------ Data supplied ------

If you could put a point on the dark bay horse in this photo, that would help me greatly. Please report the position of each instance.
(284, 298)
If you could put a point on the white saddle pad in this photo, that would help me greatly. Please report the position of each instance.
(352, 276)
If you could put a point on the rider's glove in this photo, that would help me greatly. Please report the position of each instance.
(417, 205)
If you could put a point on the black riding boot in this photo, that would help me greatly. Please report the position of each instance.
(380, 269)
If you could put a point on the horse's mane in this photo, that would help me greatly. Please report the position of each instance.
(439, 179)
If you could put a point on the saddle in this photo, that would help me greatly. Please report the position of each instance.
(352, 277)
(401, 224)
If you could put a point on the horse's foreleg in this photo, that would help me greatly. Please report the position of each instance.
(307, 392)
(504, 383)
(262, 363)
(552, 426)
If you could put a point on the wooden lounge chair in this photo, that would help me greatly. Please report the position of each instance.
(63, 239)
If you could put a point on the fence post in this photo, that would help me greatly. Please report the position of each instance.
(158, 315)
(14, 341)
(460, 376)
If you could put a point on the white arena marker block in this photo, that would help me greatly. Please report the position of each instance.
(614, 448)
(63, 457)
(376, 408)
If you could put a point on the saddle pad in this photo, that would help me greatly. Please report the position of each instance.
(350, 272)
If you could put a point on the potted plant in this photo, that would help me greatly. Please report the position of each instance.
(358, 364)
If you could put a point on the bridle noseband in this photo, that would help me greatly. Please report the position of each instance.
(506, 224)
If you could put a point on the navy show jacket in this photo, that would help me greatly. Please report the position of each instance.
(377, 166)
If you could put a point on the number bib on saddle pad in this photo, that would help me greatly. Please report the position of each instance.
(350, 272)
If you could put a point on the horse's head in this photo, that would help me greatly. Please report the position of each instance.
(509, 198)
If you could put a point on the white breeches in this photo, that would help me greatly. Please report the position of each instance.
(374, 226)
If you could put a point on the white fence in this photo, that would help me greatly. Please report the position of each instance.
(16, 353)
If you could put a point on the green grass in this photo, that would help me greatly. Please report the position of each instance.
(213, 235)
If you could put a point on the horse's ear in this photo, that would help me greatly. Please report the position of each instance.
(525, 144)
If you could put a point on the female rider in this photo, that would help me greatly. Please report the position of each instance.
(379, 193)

------
------ Data supplied ------

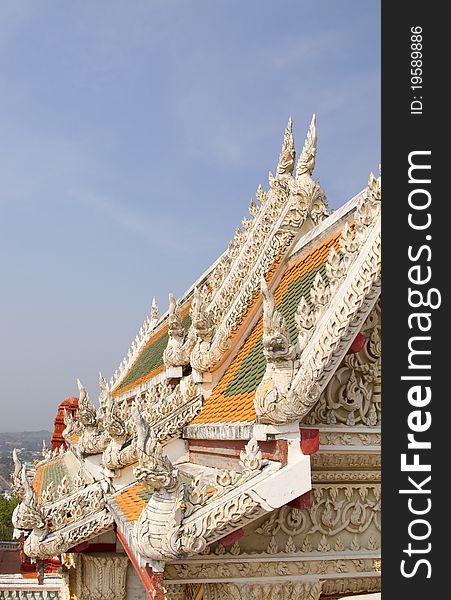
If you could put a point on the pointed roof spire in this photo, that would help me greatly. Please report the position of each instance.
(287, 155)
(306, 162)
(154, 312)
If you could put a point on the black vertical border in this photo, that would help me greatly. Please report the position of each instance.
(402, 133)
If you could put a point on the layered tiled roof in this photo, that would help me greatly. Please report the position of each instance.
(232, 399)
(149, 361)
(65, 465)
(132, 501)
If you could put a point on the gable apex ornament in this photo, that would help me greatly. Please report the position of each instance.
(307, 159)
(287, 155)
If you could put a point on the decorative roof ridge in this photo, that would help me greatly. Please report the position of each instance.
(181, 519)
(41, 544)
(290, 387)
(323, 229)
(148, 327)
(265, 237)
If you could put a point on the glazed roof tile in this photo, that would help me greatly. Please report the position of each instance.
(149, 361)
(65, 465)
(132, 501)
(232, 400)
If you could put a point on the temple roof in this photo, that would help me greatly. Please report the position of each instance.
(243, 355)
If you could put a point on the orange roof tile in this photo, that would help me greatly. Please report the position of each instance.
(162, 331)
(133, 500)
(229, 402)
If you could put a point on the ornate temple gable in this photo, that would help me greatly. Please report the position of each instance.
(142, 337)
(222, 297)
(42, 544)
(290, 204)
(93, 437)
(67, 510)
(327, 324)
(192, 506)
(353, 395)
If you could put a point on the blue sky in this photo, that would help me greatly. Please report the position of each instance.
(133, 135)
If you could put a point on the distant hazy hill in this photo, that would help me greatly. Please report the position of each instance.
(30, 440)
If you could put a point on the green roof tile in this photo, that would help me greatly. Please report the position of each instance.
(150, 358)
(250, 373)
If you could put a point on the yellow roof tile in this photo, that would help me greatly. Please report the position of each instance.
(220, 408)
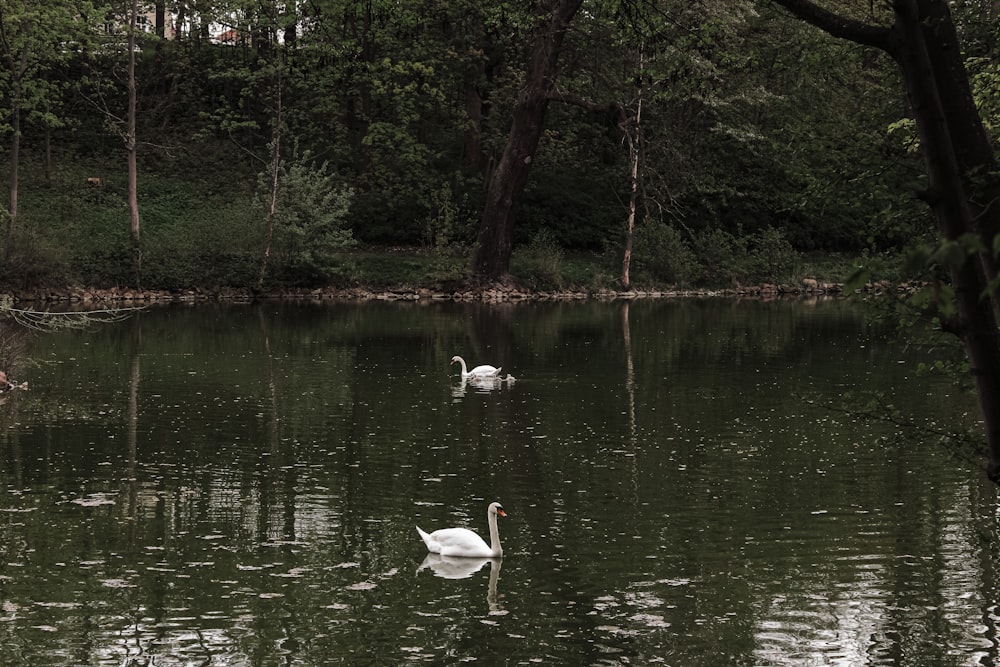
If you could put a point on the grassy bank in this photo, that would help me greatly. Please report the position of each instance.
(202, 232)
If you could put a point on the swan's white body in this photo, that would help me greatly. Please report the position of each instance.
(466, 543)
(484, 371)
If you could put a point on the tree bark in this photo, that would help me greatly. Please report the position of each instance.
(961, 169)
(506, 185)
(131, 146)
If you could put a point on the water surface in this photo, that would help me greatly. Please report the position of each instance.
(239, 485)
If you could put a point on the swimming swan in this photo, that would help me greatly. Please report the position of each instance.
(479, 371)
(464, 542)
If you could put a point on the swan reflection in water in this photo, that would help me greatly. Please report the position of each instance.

------
------ Data supplied ------

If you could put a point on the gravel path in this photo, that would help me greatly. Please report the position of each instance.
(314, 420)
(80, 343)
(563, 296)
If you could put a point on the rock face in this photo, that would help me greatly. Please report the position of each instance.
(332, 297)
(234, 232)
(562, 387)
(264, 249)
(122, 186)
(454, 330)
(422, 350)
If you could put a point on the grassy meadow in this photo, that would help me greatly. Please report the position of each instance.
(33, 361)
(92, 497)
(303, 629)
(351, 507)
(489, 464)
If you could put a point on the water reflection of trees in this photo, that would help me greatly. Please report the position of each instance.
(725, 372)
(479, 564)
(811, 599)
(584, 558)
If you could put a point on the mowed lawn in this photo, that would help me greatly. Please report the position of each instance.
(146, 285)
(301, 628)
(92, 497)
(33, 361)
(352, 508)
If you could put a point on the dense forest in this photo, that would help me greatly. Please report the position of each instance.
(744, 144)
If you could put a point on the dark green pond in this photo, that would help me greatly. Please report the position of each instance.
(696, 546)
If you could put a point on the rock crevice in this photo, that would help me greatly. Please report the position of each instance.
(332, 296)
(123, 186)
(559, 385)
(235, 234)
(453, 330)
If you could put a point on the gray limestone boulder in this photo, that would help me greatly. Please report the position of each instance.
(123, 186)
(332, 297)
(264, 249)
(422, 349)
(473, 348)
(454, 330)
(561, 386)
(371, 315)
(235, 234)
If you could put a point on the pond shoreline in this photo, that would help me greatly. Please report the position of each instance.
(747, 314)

------

▶ [Task brief]
Start with the line above that contains "If you could put a point on the swimming" and end with the line that contains "If you could put a point on the swan reflection". Write out those lines exactly, and only those.

▶ [Solution to this task]
If you could put a point on the swimming swan in this photo, that would help me greatly. Please report the position of each instance.
(479, 371)
(464, 542)
If you could put a point on the swan reflection in water in this photo, that would help me greatly. Please report the position of each instance.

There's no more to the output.